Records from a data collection

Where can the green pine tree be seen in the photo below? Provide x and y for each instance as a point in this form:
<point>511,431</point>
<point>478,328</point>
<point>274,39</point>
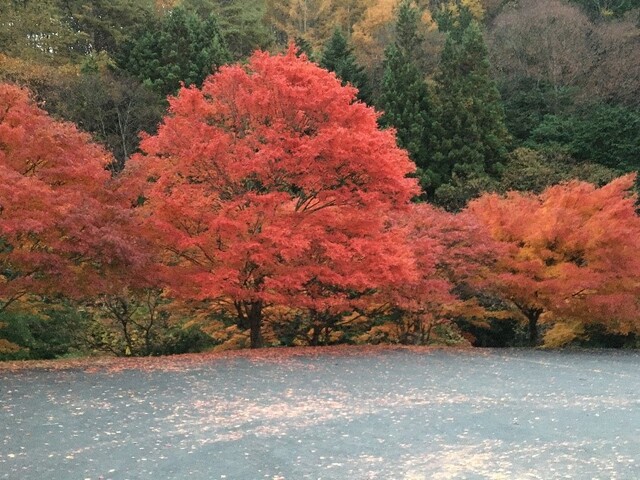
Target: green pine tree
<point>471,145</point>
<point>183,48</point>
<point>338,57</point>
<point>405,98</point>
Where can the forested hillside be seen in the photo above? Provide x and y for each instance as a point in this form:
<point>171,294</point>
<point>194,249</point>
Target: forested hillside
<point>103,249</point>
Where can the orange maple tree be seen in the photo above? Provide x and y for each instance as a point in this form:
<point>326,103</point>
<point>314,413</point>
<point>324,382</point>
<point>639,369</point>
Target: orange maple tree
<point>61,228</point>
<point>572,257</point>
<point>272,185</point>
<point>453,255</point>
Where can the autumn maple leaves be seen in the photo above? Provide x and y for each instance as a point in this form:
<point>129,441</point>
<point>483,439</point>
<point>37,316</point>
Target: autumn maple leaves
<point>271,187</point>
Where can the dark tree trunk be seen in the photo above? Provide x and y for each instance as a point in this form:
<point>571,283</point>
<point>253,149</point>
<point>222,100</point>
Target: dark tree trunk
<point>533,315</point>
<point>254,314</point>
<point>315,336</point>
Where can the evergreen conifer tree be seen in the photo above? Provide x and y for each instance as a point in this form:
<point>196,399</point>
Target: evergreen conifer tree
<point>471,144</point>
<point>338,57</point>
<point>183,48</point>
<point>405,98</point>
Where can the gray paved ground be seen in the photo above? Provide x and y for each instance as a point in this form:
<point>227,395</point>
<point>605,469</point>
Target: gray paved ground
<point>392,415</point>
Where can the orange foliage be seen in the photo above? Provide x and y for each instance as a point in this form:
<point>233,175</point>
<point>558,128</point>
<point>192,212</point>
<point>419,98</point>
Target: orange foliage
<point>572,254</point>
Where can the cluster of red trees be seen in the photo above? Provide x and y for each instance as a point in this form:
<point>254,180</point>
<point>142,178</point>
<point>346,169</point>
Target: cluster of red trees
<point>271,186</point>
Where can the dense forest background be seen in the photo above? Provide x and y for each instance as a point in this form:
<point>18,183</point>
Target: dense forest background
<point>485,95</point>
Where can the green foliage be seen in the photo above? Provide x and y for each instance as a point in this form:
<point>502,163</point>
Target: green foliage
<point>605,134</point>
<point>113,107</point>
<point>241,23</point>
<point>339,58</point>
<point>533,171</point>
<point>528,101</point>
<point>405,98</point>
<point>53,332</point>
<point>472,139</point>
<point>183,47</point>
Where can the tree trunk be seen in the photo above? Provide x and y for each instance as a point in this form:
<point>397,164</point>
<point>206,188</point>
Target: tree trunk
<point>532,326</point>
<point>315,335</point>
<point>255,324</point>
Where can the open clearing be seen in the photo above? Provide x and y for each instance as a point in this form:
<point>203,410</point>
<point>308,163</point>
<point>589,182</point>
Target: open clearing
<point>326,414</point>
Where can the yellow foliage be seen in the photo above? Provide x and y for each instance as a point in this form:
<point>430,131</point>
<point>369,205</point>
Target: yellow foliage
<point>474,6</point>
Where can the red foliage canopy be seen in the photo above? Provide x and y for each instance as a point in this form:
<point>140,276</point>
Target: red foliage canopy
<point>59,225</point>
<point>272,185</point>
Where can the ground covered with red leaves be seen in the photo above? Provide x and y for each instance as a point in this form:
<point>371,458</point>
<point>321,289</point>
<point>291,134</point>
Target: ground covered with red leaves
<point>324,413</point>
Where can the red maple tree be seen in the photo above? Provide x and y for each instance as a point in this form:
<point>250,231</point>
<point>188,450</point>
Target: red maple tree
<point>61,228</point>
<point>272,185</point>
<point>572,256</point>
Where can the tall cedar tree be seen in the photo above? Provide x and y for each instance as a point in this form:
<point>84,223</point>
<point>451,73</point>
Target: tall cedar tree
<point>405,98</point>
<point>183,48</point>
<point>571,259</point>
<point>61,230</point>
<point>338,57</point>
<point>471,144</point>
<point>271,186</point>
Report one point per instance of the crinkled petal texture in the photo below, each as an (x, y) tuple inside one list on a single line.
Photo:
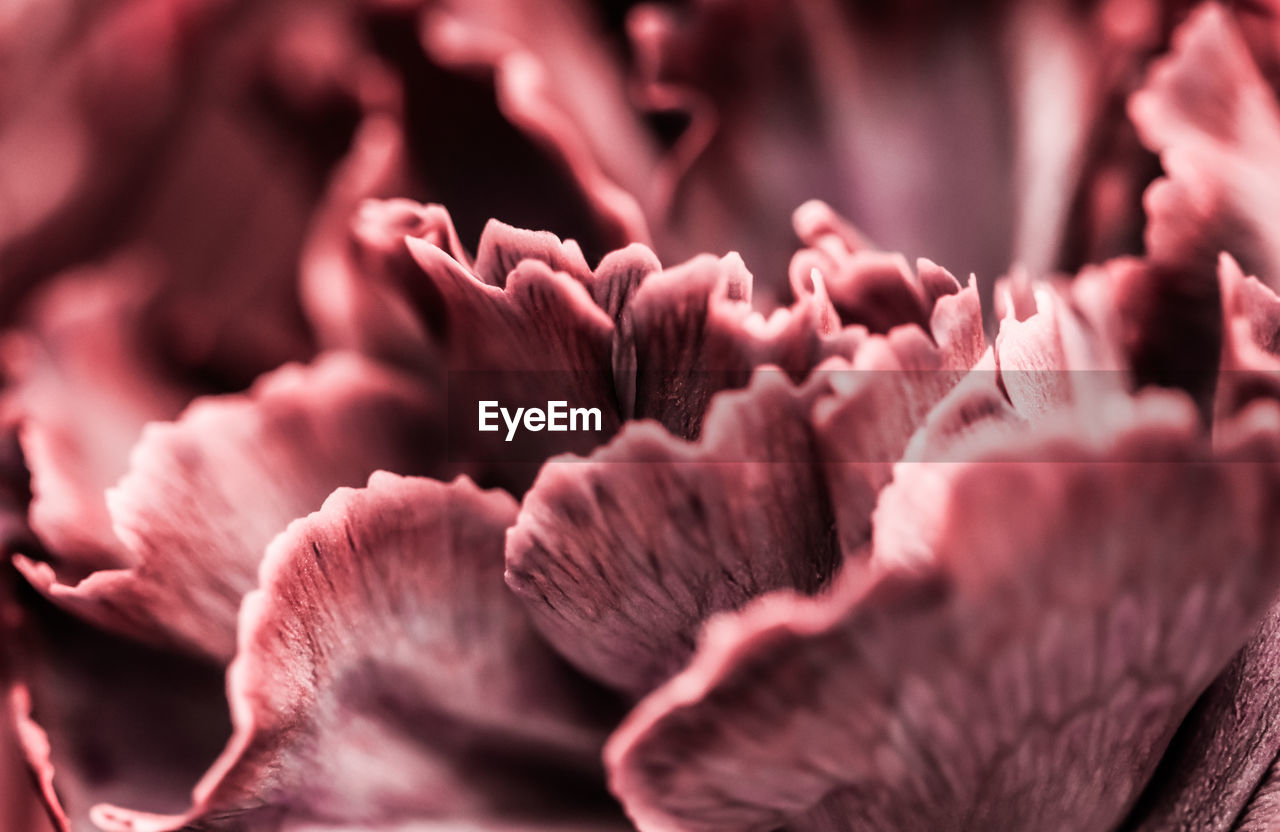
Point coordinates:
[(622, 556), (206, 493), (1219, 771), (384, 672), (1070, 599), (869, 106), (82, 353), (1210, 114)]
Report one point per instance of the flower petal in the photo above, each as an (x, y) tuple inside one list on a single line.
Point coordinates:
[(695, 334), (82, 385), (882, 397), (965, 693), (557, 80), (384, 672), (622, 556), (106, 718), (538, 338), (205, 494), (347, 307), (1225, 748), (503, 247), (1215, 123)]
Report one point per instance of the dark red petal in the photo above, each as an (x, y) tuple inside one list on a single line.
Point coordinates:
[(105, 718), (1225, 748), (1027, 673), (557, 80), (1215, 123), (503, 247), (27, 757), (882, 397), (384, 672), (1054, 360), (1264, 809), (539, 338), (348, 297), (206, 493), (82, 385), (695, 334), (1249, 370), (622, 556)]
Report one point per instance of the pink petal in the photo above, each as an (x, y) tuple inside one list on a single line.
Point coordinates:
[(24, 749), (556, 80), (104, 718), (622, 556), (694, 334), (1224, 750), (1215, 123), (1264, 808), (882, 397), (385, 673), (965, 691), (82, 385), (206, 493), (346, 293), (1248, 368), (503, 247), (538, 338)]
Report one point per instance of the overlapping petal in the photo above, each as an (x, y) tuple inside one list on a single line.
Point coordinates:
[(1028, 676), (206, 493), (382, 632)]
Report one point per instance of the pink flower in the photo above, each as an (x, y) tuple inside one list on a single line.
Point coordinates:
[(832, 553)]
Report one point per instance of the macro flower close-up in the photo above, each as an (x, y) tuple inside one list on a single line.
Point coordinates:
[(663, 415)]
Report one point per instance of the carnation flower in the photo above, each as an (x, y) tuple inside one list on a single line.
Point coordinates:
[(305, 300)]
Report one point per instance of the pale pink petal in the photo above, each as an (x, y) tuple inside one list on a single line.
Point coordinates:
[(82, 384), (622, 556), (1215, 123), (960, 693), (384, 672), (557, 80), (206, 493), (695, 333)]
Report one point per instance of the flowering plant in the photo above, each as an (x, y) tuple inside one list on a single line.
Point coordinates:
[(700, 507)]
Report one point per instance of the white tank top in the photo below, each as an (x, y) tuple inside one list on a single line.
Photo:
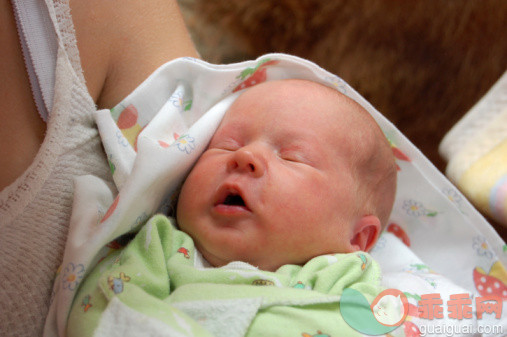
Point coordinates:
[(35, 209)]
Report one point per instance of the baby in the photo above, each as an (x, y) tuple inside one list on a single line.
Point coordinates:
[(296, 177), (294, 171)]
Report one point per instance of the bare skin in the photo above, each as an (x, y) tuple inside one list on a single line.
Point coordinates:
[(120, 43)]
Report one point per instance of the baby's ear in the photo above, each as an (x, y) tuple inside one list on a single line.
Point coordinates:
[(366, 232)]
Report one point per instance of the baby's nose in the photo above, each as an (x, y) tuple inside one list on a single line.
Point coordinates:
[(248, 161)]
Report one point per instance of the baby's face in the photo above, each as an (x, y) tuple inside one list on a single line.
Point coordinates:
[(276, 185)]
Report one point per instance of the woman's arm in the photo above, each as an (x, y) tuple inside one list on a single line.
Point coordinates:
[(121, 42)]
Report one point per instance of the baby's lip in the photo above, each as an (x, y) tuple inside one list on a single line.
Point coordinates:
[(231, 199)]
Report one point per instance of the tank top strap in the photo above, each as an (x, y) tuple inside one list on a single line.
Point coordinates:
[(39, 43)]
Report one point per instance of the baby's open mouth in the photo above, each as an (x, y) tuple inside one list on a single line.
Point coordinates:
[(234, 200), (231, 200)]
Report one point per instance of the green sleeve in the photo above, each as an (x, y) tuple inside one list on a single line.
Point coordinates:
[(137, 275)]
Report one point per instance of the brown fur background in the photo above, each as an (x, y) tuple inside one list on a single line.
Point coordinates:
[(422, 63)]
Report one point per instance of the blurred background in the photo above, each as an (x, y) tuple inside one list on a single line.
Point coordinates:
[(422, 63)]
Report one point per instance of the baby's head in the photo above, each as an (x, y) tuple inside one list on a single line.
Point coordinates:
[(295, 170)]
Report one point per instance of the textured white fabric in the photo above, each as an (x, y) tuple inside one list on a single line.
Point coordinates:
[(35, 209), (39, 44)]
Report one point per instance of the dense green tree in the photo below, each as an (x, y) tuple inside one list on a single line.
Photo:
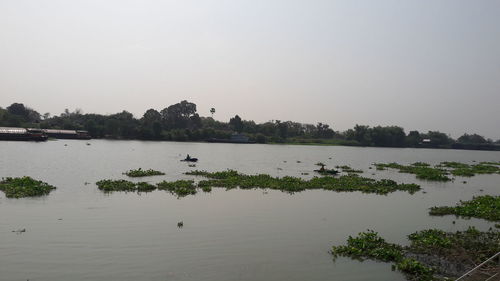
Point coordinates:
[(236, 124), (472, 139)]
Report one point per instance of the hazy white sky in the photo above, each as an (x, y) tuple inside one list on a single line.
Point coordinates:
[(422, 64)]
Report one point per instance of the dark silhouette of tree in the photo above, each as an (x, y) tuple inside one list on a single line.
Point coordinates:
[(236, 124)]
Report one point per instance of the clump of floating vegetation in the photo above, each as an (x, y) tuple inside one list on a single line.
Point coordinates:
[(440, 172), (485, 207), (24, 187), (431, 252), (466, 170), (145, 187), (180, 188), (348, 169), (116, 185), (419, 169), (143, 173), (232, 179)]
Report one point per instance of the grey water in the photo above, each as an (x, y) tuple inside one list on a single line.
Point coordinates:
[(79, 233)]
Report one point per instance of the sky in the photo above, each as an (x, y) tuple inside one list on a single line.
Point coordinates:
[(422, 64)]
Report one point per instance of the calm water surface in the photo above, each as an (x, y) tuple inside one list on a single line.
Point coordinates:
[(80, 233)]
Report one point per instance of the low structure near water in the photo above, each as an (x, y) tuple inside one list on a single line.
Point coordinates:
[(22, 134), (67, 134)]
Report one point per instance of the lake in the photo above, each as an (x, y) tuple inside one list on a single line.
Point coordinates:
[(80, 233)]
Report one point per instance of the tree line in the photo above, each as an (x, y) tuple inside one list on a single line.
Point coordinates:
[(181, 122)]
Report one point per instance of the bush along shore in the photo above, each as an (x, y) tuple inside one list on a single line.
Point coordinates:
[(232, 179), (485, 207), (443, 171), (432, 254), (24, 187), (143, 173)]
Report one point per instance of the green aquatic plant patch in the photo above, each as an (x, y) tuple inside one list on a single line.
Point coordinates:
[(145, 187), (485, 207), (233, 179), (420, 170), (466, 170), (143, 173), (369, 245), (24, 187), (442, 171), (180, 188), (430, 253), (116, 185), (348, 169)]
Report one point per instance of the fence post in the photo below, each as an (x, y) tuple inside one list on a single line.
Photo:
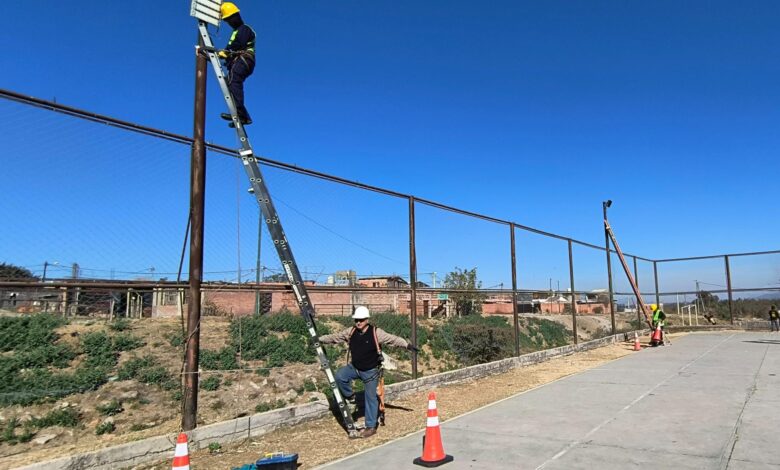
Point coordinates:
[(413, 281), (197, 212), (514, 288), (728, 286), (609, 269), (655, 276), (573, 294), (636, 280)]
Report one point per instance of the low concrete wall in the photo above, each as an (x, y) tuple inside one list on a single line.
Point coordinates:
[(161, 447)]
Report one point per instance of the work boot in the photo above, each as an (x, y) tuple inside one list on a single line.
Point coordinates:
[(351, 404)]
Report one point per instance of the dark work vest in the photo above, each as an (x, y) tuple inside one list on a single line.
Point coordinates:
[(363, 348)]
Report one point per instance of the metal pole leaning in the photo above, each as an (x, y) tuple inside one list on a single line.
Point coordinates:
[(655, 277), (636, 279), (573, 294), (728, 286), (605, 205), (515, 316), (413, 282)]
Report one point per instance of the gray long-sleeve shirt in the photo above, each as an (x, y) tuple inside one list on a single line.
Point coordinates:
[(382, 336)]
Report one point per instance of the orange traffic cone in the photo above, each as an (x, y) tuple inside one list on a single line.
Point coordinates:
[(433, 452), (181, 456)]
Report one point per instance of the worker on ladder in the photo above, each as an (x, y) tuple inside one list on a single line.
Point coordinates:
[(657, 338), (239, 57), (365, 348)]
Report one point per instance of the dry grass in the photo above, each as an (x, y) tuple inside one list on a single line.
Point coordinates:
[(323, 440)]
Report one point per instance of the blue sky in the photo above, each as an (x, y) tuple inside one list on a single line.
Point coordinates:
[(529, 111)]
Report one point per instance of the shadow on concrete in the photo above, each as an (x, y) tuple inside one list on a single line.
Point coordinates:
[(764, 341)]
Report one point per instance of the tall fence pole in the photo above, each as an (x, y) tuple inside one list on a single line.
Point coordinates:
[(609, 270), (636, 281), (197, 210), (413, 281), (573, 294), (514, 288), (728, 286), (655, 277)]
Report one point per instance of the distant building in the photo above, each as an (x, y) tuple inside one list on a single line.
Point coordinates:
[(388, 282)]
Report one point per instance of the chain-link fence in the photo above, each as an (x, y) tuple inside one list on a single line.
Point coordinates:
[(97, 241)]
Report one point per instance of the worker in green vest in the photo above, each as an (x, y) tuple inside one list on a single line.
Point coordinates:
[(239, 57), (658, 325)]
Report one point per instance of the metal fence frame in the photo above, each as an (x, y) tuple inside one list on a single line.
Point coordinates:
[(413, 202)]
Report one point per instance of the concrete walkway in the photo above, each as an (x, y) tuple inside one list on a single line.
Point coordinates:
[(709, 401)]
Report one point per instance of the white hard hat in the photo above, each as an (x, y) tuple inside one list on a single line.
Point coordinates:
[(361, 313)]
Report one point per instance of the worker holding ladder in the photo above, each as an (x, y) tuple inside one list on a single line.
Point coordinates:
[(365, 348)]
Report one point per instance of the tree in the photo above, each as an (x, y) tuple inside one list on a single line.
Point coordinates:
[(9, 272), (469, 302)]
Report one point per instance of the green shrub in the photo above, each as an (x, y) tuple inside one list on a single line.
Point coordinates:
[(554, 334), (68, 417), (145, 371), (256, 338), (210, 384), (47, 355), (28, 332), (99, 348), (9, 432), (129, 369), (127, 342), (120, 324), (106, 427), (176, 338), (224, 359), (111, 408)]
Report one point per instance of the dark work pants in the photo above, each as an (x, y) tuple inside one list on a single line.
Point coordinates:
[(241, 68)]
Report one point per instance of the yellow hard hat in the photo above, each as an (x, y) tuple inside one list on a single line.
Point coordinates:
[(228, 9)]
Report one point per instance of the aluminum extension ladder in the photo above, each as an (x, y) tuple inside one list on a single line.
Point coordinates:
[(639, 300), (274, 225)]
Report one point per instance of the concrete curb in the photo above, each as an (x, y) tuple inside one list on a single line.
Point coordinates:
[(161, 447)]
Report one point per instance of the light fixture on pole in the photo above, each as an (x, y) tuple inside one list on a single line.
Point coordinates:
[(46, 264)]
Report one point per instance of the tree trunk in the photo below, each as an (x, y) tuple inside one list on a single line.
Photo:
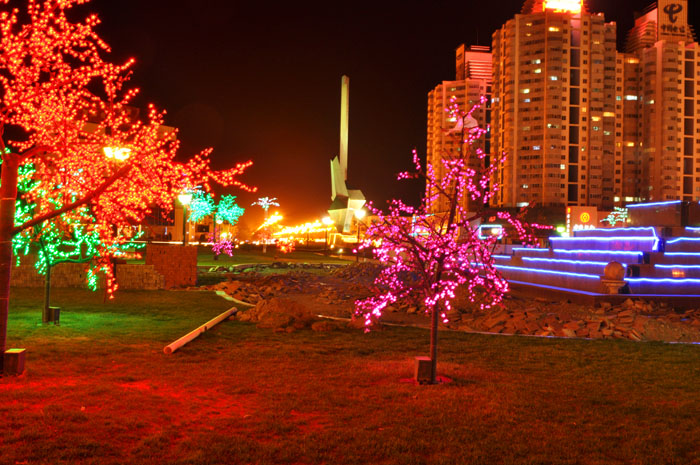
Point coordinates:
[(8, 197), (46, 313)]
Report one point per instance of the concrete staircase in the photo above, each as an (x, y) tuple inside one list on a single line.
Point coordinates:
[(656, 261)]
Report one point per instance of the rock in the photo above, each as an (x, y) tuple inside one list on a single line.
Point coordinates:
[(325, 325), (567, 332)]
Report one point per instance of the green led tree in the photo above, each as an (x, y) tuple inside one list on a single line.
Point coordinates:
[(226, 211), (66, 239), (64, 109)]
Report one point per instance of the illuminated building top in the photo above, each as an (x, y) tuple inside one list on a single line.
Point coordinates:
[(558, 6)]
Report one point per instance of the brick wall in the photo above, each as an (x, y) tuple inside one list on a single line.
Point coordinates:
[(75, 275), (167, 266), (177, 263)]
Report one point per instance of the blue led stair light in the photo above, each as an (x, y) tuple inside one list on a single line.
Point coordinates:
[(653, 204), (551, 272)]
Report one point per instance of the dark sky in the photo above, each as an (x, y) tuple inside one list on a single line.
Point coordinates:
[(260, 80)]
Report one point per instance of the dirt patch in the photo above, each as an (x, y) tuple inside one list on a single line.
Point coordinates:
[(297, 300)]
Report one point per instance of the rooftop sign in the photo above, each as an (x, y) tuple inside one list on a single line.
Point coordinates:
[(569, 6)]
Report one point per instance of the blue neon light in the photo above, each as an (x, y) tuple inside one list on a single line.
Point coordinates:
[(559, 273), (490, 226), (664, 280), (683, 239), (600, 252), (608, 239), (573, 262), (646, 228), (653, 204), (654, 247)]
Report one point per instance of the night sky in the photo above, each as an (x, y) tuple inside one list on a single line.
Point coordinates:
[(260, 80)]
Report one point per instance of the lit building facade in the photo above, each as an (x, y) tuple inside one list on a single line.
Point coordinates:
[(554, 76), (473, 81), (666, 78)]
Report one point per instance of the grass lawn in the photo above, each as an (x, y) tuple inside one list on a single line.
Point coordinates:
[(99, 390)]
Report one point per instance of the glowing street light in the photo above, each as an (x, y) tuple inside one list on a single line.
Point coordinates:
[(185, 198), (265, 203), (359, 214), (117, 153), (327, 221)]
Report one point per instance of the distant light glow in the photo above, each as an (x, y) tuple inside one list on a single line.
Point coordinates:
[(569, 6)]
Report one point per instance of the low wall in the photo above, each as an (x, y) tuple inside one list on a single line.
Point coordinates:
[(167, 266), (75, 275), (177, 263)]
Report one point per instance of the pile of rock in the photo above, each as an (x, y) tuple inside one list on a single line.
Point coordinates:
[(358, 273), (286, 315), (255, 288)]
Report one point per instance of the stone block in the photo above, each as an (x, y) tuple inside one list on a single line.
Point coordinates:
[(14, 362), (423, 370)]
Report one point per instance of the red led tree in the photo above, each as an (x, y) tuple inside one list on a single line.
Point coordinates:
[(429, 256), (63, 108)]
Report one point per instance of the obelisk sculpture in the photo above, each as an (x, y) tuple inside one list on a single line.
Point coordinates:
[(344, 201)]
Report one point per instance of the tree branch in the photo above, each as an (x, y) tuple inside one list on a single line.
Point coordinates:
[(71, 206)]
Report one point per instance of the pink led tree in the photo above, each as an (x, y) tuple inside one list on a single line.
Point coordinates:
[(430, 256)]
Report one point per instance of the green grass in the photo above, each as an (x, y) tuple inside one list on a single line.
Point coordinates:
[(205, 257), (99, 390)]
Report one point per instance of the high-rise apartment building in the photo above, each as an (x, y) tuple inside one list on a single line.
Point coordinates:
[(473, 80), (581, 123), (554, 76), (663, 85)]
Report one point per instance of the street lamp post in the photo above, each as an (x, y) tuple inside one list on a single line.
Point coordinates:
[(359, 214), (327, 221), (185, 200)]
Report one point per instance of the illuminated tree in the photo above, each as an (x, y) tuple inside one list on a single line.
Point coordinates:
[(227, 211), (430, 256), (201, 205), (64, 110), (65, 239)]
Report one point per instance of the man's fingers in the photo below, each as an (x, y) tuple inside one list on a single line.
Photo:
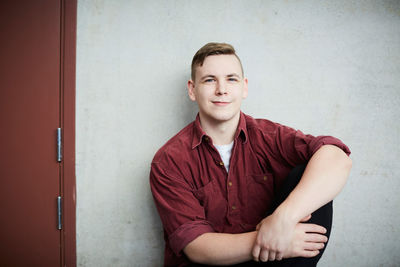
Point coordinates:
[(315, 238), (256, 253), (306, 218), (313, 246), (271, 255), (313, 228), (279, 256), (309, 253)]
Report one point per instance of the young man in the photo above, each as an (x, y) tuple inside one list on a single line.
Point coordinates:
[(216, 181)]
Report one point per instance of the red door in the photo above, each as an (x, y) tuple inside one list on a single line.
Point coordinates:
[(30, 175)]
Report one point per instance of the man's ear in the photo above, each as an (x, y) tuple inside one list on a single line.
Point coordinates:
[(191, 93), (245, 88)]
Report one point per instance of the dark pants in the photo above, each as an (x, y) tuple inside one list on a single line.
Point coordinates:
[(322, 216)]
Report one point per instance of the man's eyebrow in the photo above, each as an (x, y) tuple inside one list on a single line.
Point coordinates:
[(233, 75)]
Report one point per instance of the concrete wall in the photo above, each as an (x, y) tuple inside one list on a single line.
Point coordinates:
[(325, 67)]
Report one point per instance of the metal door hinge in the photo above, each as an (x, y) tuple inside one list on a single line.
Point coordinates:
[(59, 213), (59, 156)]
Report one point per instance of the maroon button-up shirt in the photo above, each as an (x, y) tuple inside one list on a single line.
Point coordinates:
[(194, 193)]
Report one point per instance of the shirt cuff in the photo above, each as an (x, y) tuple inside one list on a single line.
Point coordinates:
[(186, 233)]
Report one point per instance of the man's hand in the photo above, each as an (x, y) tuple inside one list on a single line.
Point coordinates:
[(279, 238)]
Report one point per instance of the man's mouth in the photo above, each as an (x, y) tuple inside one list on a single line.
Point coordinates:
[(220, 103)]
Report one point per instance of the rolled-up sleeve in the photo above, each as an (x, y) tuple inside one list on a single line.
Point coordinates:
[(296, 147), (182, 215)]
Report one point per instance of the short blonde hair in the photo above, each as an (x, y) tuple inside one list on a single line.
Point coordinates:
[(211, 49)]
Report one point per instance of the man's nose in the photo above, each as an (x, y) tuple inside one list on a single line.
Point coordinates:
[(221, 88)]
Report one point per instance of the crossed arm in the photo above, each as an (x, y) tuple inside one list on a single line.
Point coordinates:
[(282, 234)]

ASSIGNMENT
Where a line of the data above includes "sleeve", copy that line.

ANSWER SECTION
Report one point per instance of the green sleeve in the photo above, each as an (x, y) tuple inside one list on a single line.
Report one point per instance of the gray long-sleeve shirt in the photo above, each as an (x, y) tuple inside one list on a single line.
Report one point per instance of the rolled-up sleeve in the photo above, each as an (x, y) tuple inside one list on a single line.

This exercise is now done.